> **CONSEGNE**
[a] Indica se le affermazioni seguenti concordano con il testo proposto. Per ciascuna rispondi sì o no e riporta tra virgolette le parole decisive del testo: (i) il figlio maggiore di Ruggeri è nato nel 1990; (ii) da bambino, il figlio di 19 anni ascoltava i Led Zeppelin insieme al padre; (iii) secondo Ruggeri, nella sua generazione contava soprattutto adeguarsi ai gusti degli altri.
[b] Secondo il testo proposto, perché Ruggeri afferma di aver avuto due generazioni di figli diverse? Rispondi in una, due o tre frasi.

> **TESTO PROPOSTO**
+--
Granieri. Tu hai trattato il tema del rapporto padre-figli da una duplice visione, sia come figlio che come padre. Io vorrei partire in questo primo segmento che abbiamo scelto con una citazione di Papa Francesco che riguarda l’orfanezza. L’orfanezza è un tema piuttosto ricorrente nei discorsi pubblici di Papa Francesco. Tu come figlio, in qualche modo, hai vissuto un rapporto particolare con tuo padre, che è molto simile anche alla mia storia personale. Ecco perché, dal mio punto di vista, nella mia storia personale c’è un gancio anche con la tua storia. La citazione di Papa Francesco è questa, e la voglio commentare con te. Lui dice: “L’orfanezza è il sentimento di non avere un padre e dunque di non essere un figlio, di non camminare in un disegno, ma dentro un caso cieco.” Tu hai scritto bellissime canzoni come padre ai tuoi figli. Com’è l’esperienza di Enrico Padre? Parliamo di Enrico prima padre.
Ruggeri. Come tutti i padri di questi anni, finisco per trincerarmi dietro alla frase che la qualità del tempo è più importante della quantità, ma questo già denota una carenza. Chi fa il mio mestiere sa che qualcosa se la perde per strada. Io ho avuto figli di diverse generazioni, perché il più grande ha 34 anni, poi un maschio di 19 e una bambina, un’adolescente irrequieta di 14. Quindi ho avuto due generazioni di figli diverse, perché il 34enne è nato nel 1990, un mondo preciso, completamente diverso. Adesso è un uomo con una fortissima propensione spirituale, più forte della sua passione per la musica. La ricerca di se stesso è stata più importante della sua non-ambizione, anche se scriveva canzoni. I due adolescenti, soprattutto il 19enne, sono totalmente immersi in un mondo complesso che a me non piace, un mondo di desideri totalmente effimeri, di risposte vaghe, con dei tormenti. Per esempio, ogni tanto mi dice: “Papà, ma io non ho una passione come ce l’avevi tu.” E allora io gli dico: “Tu vai avanti a vivere, vedrai che arriverà una passione.”
Granieri. Ha fatto anche lui il musicista?
Ruggeri. No, il grande. Il 19enne ascolta musica, che io ritengo orrenda.
Granieri.
Che musica ascolta tuo figlio?
Ruggeri. Quella che… (applauso) se ridono e applaudono… già sanno.
Ascolta dei cantanti per i quali la detenzione fa parte del curriculum. E’ così. E’ un bonus, un plus. E’ una cosa fondamentale, più che imparare a scrivere una canzone. E quindi naturalmente la cosa curiosa e terribile è che, quando aveva 7-8 anni, ascoltava i Led Zeppelin assieme a me, il suo pezzo preferito era un pezzo dei Joy Division. Poi arriva a scuola con altri bambini che probabilmente hanno anche loro i genitori che gli hanno fatto sentire Led Zeppelin, e per motivi complessi che non riesco bene a capire, a un certo punto si fossilizzano tutti su un tipo di musica con l’aggravante rispetto alla mia generazione che, nella nostra generazione, era fondamentale distinguersi. Tutti dicevano “mi piace quello”, tu dicevi “sì, forte”, però andavi a cercarti quello che non piaceva a nessuno, cercavi di essere particolare, mentre oggi c’è una generazione di terrorizzati al pensiero di uscire dal cerchio, e questo naturalmente mi amareggia. Spero che sia un periodo che passi.
+--
> **DATI FORNITI**
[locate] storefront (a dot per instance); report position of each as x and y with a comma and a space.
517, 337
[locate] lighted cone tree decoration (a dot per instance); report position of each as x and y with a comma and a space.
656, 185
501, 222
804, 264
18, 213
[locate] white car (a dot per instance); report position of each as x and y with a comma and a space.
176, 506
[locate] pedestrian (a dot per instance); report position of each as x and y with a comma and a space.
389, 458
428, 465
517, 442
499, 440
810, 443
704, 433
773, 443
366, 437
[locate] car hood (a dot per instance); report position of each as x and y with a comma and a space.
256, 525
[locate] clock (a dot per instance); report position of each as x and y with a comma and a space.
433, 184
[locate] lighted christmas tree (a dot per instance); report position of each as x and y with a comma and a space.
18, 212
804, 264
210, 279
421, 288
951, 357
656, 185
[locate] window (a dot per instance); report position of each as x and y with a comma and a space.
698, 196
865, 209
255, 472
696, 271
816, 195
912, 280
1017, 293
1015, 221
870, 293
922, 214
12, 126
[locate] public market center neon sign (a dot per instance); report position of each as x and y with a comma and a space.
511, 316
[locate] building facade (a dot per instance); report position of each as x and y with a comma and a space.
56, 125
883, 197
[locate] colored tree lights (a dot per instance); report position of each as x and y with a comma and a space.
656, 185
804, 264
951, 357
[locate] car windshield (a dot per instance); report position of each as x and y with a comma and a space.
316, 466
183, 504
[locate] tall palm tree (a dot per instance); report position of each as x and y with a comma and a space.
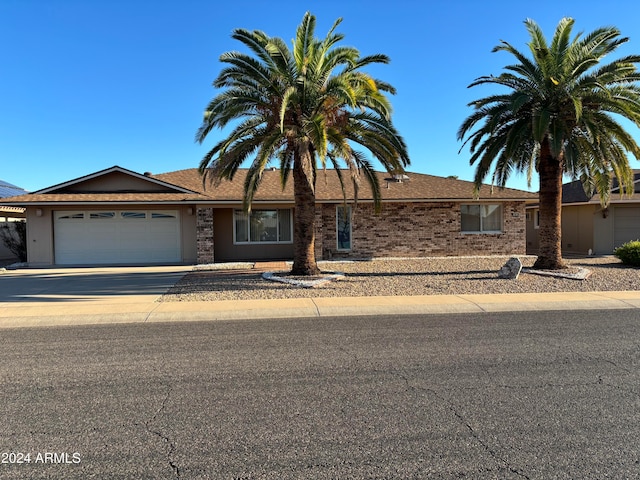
+--
> **RISPOSTE**
[a]
(i) Sì: "il 34enne è nato nel 1990".
(ii) Sì: "quando aveva 7-8 anni, ascoltava i Led Zeppelin assieme a me".
(iii) No: "nella nostra generazione, era fondamentale distinguersi."

[b] Il figlio maggiore ha 34 anni, mentre gli altri due figli hanno 19 e 14 anni. Il primo, inoltre, è nato nel 1990, in un mondo preciso e completamente diverso.